_TASK DESCRIPTION_:
Should a line in the entries below contain "segment", return that line.

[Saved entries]
---+---

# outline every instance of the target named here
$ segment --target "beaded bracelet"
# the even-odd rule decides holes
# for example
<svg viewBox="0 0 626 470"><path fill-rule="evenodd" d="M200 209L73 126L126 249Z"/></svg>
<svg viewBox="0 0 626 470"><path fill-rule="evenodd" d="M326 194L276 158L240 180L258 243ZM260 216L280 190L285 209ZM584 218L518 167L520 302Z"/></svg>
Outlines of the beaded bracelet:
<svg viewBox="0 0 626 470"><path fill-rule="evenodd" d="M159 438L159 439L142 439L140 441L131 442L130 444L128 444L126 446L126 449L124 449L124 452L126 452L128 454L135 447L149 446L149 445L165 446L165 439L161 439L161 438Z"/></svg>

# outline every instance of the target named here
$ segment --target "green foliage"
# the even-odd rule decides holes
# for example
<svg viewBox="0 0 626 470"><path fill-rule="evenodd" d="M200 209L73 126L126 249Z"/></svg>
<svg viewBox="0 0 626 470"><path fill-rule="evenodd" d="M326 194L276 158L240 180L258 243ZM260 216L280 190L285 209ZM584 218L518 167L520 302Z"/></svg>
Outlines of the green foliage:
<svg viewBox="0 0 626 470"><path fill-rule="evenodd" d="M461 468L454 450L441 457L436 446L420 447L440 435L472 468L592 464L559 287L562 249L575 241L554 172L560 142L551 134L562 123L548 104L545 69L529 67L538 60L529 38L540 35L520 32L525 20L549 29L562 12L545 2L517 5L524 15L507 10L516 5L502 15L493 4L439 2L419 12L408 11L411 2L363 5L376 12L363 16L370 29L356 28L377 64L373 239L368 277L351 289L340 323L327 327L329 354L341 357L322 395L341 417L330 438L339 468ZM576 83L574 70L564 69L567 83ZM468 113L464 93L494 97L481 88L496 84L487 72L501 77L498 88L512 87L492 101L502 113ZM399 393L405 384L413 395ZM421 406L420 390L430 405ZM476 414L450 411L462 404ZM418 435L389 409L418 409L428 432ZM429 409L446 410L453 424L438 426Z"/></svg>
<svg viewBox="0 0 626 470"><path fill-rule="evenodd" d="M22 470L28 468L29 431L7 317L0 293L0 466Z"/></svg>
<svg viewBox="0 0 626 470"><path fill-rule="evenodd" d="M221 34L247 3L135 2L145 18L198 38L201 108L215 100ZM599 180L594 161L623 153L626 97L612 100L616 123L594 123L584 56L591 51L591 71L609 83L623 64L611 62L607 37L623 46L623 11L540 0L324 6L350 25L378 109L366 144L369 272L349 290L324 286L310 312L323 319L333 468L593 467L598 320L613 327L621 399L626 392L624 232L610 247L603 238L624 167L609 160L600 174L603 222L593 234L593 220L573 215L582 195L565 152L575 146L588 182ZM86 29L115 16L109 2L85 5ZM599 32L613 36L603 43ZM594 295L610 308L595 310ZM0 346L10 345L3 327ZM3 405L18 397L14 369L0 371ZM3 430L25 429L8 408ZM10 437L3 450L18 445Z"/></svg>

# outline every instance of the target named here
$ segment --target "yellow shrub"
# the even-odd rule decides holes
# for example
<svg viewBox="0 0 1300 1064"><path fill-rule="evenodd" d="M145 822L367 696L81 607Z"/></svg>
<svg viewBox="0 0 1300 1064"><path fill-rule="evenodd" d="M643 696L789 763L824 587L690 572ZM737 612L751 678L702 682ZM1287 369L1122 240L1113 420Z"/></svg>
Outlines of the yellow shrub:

---+---

_RESPONSE BOX_:
$ segment --target "beaded bracelet"
$ segment --target "green foliage"
$ segment --target "yellow shrub"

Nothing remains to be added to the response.